#### Task material ####
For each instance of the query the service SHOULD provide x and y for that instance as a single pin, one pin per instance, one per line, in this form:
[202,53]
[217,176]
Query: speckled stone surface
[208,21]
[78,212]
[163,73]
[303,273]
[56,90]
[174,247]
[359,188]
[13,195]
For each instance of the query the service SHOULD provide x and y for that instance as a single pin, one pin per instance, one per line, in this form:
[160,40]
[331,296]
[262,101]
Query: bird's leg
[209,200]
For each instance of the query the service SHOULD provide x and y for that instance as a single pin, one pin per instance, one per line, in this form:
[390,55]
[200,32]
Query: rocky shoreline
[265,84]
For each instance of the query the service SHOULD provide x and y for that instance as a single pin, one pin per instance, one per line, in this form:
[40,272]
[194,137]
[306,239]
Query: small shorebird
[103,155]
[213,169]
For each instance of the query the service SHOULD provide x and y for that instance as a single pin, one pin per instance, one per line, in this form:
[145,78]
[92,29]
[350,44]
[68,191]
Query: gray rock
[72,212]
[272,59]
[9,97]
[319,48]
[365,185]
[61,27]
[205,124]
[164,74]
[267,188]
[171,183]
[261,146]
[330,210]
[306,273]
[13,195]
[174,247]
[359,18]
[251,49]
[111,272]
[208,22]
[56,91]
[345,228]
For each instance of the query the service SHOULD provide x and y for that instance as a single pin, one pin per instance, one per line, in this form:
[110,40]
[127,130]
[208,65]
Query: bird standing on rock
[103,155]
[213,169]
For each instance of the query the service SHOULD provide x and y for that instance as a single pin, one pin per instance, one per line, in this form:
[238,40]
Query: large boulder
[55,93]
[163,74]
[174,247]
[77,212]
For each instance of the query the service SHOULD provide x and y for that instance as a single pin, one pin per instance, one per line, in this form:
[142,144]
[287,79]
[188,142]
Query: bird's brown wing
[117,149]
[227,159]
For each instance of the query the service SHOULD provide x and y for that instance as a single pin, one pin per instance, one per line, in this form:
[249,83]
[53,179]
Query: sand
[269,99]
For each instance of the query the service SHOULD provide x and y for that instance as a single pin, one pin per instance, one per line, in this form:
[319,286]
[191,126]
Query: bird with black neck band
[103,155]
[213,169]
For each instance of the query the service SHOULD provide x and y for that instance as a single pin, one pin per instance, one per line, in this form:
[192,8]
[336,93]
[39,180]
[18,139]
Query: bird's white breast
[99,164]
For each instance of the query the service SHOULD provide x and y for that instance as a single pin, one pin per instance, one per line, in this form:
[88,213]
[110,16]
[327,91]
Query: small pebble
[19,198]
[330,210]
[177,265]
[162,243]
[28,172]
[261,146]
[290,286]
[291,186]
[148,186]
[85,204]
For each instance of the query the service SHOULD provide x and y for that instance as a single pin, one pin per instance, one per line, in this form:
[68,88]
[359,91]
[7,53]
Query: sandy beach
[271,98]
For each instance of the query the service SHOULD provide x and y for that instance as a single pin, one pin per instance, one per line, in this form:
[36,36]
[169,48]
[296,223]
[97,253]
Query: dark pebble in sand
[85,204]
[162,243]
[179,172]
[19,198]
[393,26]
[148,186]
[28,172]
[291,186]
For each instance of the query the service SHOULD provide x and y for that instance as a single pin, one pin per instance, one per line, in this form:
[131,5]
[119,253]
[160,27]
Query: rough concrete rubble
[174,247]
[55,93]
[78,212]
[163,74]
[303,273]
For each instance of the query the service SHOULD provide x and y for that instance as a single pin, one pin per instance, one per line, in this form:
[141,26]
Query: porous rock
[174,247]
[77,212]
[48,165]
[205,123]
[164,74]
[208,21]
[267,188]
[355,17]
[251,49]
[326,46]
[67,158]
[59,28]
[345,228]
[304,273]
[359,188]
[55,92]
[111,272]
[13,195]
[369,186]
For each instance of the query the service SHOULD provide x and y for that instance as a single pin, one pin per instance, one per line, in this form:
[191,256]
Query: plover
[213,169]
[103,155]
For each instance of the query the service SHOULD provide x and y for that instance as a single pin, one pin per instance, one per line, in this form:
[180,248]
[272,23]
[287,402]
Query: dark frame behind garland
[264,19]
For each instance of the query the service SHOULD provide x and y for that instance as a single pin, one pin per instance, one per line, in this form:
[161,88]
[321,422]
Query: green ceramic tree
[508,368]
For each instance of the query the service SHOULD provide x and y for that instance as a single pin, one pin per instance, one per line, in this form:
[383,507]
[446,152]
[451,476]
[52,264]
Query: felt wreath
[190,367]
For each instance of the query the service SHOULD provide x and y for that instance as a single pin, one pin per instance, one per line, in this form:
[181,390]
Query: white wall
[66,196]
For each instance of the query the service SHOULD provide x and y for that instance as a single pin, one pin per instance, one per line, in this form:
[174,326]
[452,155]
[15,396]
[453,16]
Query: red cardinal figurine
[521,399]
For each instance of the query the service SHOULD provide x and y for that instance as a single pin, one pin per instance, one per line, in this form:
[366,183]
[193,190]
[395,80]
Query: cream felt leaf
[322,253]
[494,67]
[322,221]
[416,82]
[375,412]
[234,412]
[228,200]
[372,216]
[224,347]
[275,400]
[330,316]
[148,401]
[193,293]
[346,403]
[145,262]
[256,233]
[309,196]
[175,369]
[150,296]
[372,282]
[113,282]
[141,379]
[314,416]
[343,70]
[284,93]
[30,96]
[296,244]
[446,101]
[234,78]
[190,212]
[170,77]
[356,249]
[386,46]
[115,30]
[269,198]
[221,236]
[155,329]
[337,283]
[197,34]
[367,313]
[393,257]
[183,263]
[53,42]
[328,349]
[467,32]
####
Assignment
Only one span of lines is wanted: the line with "Query: plover" and every line after it to the end of the entries, output exactly.

Task output
Query: plover
[213,169]
[103,155]
For each instance of the query the service SHOULD provide x and y for that instance as a single pin, one pin per instance, one per line, in this form:
[180,248]
[272,23]
[287,402]
Query: dark frame behind garland
[264,19]
For each instance of the query the service SHOULD provide x and y for that instance as a single pin, one pin per instance, one per line, in this form:
[161,88]
[321,422]
Query: green ceramic tree
[508,368]
For each instance of the query the service SHOULD provide x and y for that instance as a single pin, one pin per instance, one per line, in this form:
[383,507]
[446,152]
[451,476]
[52,264]
Query: felt wreath
[190,367]
For each instance of the query the service SHOULD provide x and y for that instance as a single pin, one pin per instance, one per line, in this form:
[181,390]
Query: white wall
[66,196]
For each instance of the query the service SHOULD provide x and y for that instance as a single pin, one pin per instance, one per line, in this form:
[174,326]
[452,155]
[15,396]
[453,16]
Query: red cardinal figurine
[521,399]
For each instance of the query the service SHOULD provide x and y for that instance as a single pin, one pin per instance, one per line, in this form:
[366,183]
[193,190]
[395,80]
Query: cream felt leaf
[322,253]
[494,67]
[322,221]
[416,82]
[375,412]
[234,412]
[228,200]
[372,216]
[224,347]
[275,400]
[330,316]
[148,401]
[193,293]
[346,403]
[145,262]
[256,233]
[309,196]
[175,369]
[150,296]
[372,282]
[113,282]
[141,379]
[314,416]
[343,70]
[284,93]
[30,96]
[296,244]
[446,101]
[234,78]
[190,212]
[170,77]
[356,249]
[386,46]
[115,30]
[269,198]
[221,236]
[155,329]
[337,283]
[197,34]
[367,313]
[393,257]
[183,263]
[53,42]
[328,349]
[467,32]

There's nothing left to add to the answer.